** START Selected passage **
Takeover of Academically Distressed School Districts Ruled Constitutional

State lawmakers did not violate the Ohio Constitution when they added a 67-page amendment allowing the takeover of academically distressed local school districts to a 10-page bill and passed the measure on the same day, the Ohio Supreme Court ruled today.

A divided Supreme Court ruled that House Bill 70, introduced in 2015 to create community learning centers, had the same “common purpose of seeking to improve underperforming schools” when it was enacted. The bill contained provisions appointing a chief executive officer with “complete operational, managerial, and instructional” control of a distressed school district.

Writing the Court’s lead opinion, Chief Justice Maureen O’Connor wrote the Court was “sympathetic” to the Youngstown City Schools Board of Education, which challenged the takeover of the district and argued the last-minute addition of the amendment violated the Ohio Constitution’s “three-consideration rule.” However, the chief justice noted the rule does not require any specific level of deliberation or debate as long as the bill is not “vitally altered.”

“It is not our role to police how the amended language came into existence,” she wrote.

Justice Patrick F. Fischer joined the chief justice’s opinion.

Justice Sharon L. Kennedy concurred in part and concurred in judgment only in part, with a written opinion. Justice R. Patrick DeWine joined Justice Kennedy’s opinion.

Justice Judith L. French concurred with a separate written opinion.

Justices Michael P. Donnelly and Melody J. Stewart dissented with separate written opinions.
** END Selected passage **
[Actions to take]
1. Name every justice of the Ohio Supreme Court who is mentioned in the article on the school takeover ruling.
2. Write a continuation of the article on the school takeover ruling, picking up right after its final sentence.
The listing that comes next is separate material and is not part of the article on the school takeover ruling.
** START Excerpted records **
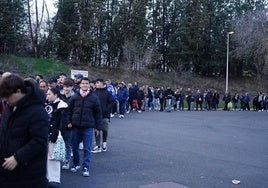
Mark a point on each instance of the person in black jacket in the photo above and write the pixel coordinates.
(57, 111)
(107, 103)
(84, 114)
(23, 134)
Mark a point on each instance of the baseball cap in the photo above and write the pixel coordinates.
(52, 80)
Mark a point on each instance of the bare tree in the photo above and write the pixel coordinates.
(251, 37)
(35, 21)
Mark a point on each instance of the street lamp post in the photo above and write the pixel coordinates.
(227, 59)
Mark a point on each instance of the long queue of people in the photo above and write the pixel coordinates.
(60, 108)
(143, 98)
(79, 110)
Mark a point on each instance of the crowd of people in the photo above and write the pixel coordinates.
(36, 112)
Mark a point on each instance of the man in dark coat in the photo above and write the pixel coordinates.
(84, 115)
(107, 102)
(23, 134)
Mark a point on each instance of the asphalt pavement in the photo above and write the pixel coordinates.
(181, 149)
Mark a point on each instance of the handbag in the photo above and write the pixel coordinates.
(59, 149)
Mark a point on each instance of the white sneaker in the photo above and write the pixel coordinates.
(85, 172)
(104, 146)
(96, 149)
(66, 166)
(75, 168)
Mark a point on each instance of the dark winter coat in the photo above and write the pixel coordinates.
(58, 118)
(24, 134)
(85, 112)
(106, 101)
(122, 94)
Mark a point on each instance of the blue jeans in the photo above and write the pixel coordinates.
(168, 103)
(84, 134)
(67, 137)
(122, 107)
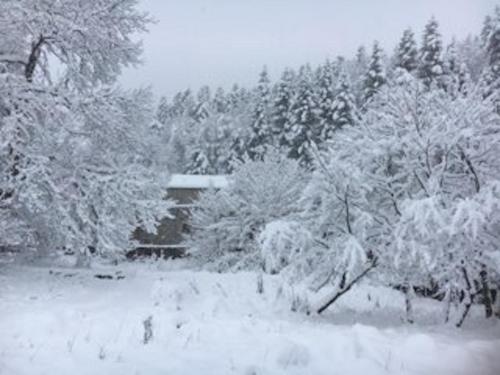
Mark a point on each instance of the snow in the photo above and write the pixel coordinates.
(66, 321)
(187, 181)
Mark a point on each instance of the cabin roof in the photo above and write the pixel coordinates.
(195, 181)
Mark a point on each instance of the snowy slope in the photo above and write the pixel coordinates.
(69, 322)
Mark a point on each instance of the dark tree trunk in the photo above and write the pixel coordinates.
(485, 292)
(36, 50)
(348, 286)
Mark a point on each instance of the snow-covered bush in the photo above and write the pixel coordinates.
(283, 243)
(227, 222)
(412, 190)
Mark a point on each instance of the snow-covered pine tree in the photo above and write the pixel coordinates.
(407, 52)
(261, 135)
(375, 75)
(227, 223)
(431, 68)
(202, 108)
(344, 107)
(304, 121)
(326, 92)
(357, 75)
(220, 103)
(283, 98)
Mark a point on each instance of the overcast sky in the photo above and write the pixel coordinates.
(219, 42)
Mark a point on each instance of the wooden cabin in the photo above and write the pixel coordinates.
(184, 190)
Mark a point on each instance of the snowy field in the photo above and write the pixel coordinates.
(66, 321)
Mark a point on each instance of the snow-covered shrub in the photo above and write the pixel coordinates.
(409, 196)
(282, 243)
(227, 222)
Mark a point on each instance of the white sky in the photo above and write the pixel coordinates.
(219, 42)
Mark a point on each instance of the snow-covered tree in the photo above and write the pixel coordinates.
(202, 109)
(430, 67)
(261, 134)
(344, 107)
(304, 123)
(375, 75)
(326, 97)
(226, 223)
(281, 106)
(79, 167)
(221, 102)
(433, 175)
(407, 52)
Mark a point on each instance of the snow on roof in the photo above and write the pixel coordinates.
(193, 181)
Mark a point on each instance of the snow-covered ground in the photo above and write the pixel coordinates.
(63, 321)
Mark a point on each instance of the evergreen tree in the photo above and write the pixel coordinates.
(163, 110)
(375, 76)
(281, 106)
(407, 52)
(261, 132)
(326, 97)
(220, 101)
(357, 76)
(344, 108)
(202, 107)
(492, 43)
(430, 69)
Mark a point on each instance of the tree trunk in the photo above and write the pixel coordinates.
(407, 289)
(485, 292)
(347, 287)
(468, 297)
(36, 50)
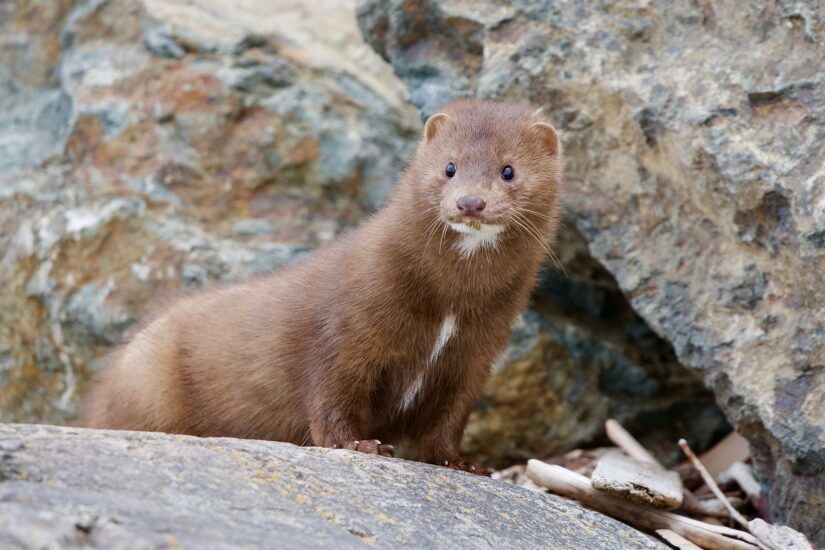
** END Excerpted records **
[Responses for each task]
1. Maureen O'Connor, Patrick F. Fischer, Sharon L. Kennedy, R. Patrick DeWine, Judith L. French, Michael P. Donnelly, Melody J. Stewart

2.
Justice Donnelly stated that by any fair measure, “the amendments added by the Senate at the 11th hour” did not receive the required three considerations in either house of the General Assembly. He described today’s ruling as a “travesty of justice,” and “an egregious display of constitutional grade inflation.” Justice Stewart wrote the decision is a “complete abdication” of the Court’s role as guardian of the state constitution.

The Court’s ruling affirmed decisions by the Tenth District Court of Appeals and the Franklin County Common Pleas Court. Both had ruled the state did not violate the Ohio Constitution when it enacted the reform law.

Change Added and Passed on Same Day
H.B. 70 was introduced in February 2015 to authorize school districts to create community learning centers at schools where academic performance is low. The bill defined a “community learning center” as a school that partners with community members to provide comprehensive educational, development, family, and health services to students and families during and after normal school hours. The bill as introduced was 10 pages.

The Ohio House of Representatives considered the bill for the first time on the day it was introduced, and considered it a second time a week later when it was referred to the House Education Committee. It received its third consideration in May 2015 when the House passed it.

The day after passage in the House, the Ohio Senate considered the bill for the first time, and a week later considered it a second time when it was referred to the Senate Education Committee. On June 24, 2015, the Senate Education Committee added a short amendment pertaining to community learning centers, and a 67-page amendment that modified the structure of academic-distress commissions.

The large amendment added the requirement that for any school district that received an overall “F” grade on its state report card for three consecutive years, an academic distress commission must appoint a CEO with complete control of the district.

The full Senate considered H.B. 70 for the third time that day, and passed the bill. The House received the Senate’s version on the same day. From the House floor, the representatives concurred with the Senate’s amendments and sent the bill to Gov. John Kasich, who signed the bill into law. The law took effect in October 2015.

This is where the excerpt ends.